**Source text:**
·····
Well I have a brand new Rivarossi Clinchfield Challenger that I have even had on the tracks that I do not plan to keep. I am more of a Diesel guy myself. If you any interest in it just send me a message.


----------



## Stumpy (Mar 19, 2013)

Thanks. I'll keep it in mind if I decide to acquire another.


----------



## Stumpy (Mar 19, 2013)

It arrived... finally. Ran like a champ... until the "traction tires" came off. And they were not put-back-onable. If I'd known the dang thing had car tires I would have never bought it. Because the drivers with "traction tires" are smaller than the others, so w/o "traction tires" the other drive wheels derail at every turnout. Right now I'm about ready to see how well it survives a bounce off of my backdrop.


----------



## Old_Hobo (Feb 20, 2014)

Use Bull Frog Snot to fill the traction tire wheel grooves.....better than having a hissy fit and wrecking something you paid good money for.....


----------



## Stumpy (Mar 19, 2013)
·····
**Records supplied:**
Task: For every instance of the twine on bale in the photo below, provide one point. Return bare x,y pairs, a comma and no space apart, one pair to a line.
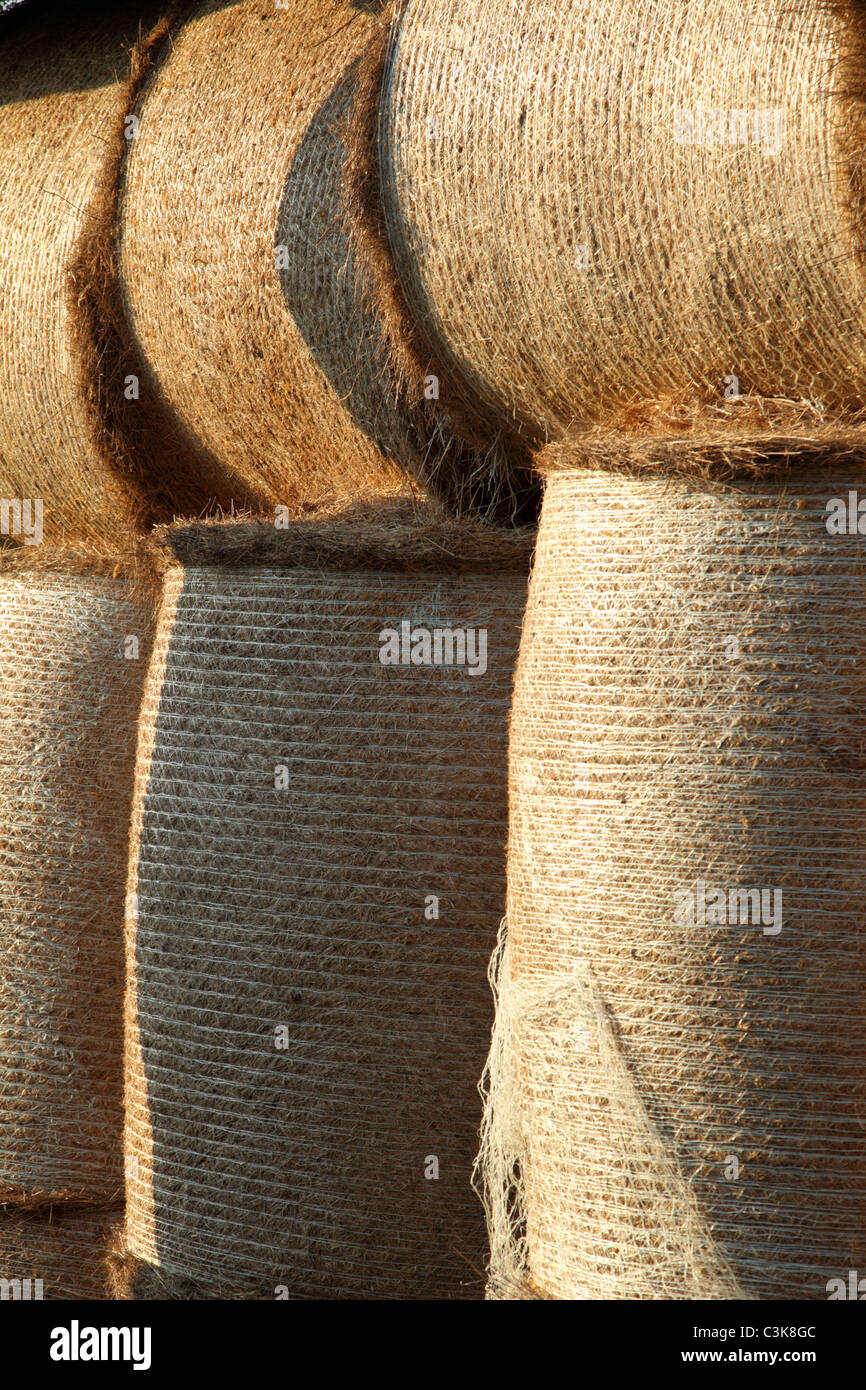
70,685
319,873
674,1096
66,1251
238,262
599,209
470,458
67,85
·····
**Work instructions:** Copy out the whole forum thread about the Rivarossi Clinchfield Challenger, word for word, with every line and mark left as it stands.

**Solution to the exercise:**
Well I have a brand new Rivarossi Clinchfield Challenger that I have even had on the tracks that I do not plan to keep. I am more of a Diesel guy myself. If you any interest in it just send me a message.


----------



## Stumpy (Mar 19, 2013)

Thanks. I'll keep it in mind if I decide to acquire another.


----------



## Stumpy (Mar 19, 2013)

It arrived... finally. Ran like a champ... until the "traction tires" came off. And they were not put-back-onable. If I'd known the dang thing had car tires I would have never bought it. Because the drivers with "traction tires" are smaller than the others, so w/o "traction tires" the other drive wheels derail at every turnout. Right now I'm about ready to see how well it survives a bounce off of my backdrop.


----------



## Old_Hobo (Feb 20, 2014)

Use Bull Frog Snot to fill the traction tire wheel grooves.....better than having a hissy fit and wrecking something you paid good money for.....


----------



## Stumpy (Mar 19, 2013)